# Given text:
▶

Text and pictures from : "Field giude to snakes and other reptiles of southern Africa" - by Bill Branch
These unmistakble and bizarre creatures are some of out most beautiful lizards.
The body is very flattened and cocered with granular scales. The legs and tail
are well developed and often have scattered spiny scales. The eyes and eyelids
are well developed, and the eardrums are visible. Femoral pores occur in both
sexes; large in males and as small pits on females. The flattened shape of these
'platys' ( or 'flatties') permits them to squeeze under thin rock flakes where
they are safe from predators. Up to 12 individuals may squeeze into the same
crack, although it is unusual to find adult males together during the breeding
season. They are restricted to certain types of rock ( for example granite,
gneiss and some sandstones) and are therefore found in isolated populations.
Sociable, they form dense colonies. Prime territories on the rock faces are
defended by dominant males during the breeding season. These depressed dandies
are clothed in Jacobean splendour, the colours varying from species to species.
They are most vivid on the belly, where their intensity of colour is hidden
from predators. Females and juveniles have black backs, usually attractively
marked with three pale, longitudinal, dorsal stripes. Males grow slightly larger
than females. In confrontation, males circle each other and expose their brightly
coloured bellies by tilting sideways. In courtship, males present head-on to
females, raising the head and forebody on straightened forelimbs, revealing
the bright colouration of the throat and chest. They mature at the end of their
second or third year. Unlike other cordylids, they are oviparous and lay only
two eggs, usually in November-December. The eggs are large, elongate ( 7-10
x 17-22 mm) and soft-shelled, and are laid in deep cracks, usually in damp leaf
mould. Numerous females may nest in the same crack, where as many as 30 eggs
may be laid. Most platys feed on small invertbrates ( flies,beetles and larvae)
although some ( for example P.broadleyi, P.guttatus and P.i.wilhelmi)
also eat plant material (flower petals, young leaves, fruits and seeds). They
are relatively long-lived, and have liver for longer than 14 years in captivity.
When attacked by a snake, they may form a ring by holding their tail in the
mouth to prevent being swallowed.
This genus has speciated explosively in Zimbabwe and adjucent areas, where 14 species (some with local races) have evolved. Two closely-realted and isolated occur in NW Cape and S.Namibia. Thirteen species, of which 12 are endemic, occur in the region. Species and subspecies are often identified by the male´s breeding colours, which makes the identification of females and juvenils difficult. However, few species are sympatric (except the Waterberg-Southpansberg region) and if the locality is known, there is little difficulty identifying the species.

◀

# Required work:
Translate this sentence from the passage on flat lizards into Spanish: "The eyes and eyelids are well developed, and the eardrums are visible." The records that come next have no connection to the passage on flat lizards.

# Stored entries:

▶

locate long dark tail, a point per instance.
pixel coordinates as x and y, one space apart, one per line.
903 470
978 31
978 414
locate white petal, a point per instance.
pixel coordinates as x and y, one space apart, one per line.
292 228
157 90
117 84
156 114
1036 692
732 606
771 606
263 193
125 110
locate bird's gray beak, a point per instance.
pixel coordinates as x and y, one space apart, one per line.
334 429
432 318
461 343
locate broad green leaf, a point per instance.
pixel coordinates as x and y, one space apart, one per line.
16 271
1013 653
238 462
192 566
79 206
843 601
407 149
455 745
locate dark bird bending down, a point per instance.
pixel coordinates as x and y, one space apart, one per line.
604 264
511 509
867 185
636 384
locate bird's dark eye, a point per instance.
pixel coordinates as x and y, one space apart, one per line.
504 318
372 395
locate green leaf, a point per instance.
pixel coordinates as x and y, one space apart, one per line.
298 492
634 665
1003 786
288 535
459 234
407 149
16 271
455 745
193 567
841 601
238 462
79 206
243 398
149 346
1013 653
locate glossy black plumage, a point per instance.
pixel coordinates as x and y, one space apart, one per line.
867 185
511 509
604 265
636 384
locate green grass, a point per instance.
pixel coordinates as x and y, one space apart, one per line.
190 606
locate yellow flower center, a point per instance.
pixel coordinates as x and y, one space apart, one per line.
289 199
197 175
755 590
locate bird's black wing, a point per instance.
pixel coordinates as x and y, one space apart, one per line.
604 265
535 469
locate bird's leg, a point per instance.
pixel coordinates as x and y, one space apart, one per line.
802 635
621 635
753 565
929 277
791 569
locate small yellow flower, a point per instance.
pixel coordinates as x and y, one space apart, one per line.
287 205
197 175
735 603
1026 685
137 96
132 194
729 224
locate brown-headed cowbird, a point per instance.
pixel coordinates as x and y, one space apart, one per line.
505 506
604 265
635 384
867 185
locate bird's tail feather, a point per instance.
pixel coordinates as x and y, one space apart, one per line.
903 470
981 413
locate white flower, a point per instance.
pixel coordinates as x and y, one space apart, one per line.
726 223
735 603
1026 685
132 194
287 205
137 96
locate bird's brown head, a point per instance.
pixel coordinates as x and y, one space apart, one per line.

◀

# Solution for this problem:
Los ojos y los párpados están bien desarrollados, y los tímpanos son visibles.